--- START Text block ---

Taking on a parenting role at 25 is something I never anticipated. Although B and I aren’t yet married, and the kids are not with us full time, I take my role in their lives very seriously, and they’re constantly at the forefront of my mind and decision making.

When I met B, M was 10 and J was 7. I found out B had kids almost immediately after I met him, when I asked about his tattoo, which includes their birthdates. I was in disbelief when he told me their ages. I had never considered dating a guy with kids, and as we became more serious, I began to realize how big of a deal it was to be involved in their lives. It was almost 6 months into dating when I finally met the kids, no one B had dated previously had ever met them.

As  a social worker, I field questions and tackle problems with kids and parents daily, but taking my own suggestions has been much harder than I ever anticipated. I have nannied and babysat as long as I’ve been able to and I work with kids — tough kids at that, everyday. I’ve cooked, cleaned, wiped more noses and butts than I can count. But that’s not what M and J need me for. They’re old enough to pour their own cereal and brush their own teeth.

They need me to help shape them into good people.

How do you DO that?

--- END Text block ---
--- START Data entries ---

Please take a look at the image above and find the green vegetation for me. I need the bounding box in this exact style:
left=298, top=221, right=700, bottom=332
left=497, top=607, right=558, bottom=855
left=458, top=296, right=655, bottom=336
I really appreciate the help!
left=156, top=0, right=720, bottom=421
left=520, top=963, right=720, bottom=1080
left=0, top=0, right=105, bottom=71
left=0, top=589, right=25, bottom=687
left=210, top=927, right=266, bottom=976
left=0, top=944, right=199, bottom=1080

--- END Data entries ---

• **The request**
Copy the passage of the parenting text from "Taking on a" up to and including "ever met them.".

• **Finished task**
Taking on a parenting role at 25 is something I never anticipated. Although B and I aren’t yet married, and the kids are not with us full time, I take my role in their lives very seriously, and they’re constantly at the forefront of my mind and decision making.

When I met B, M was 10 and J was 7. I found out B had kids almost immediately after I met him, when I asked about his tattoo, which includes their birthdates. I was in disbelief when he told me their ages. I had never considered dating a guy with kids, and as we became more serious, I began to realize how big of a deal it was to be involved in their lives. It was almost 6 months into dating when I finally met the kids, no one B had dated previously had ever met them.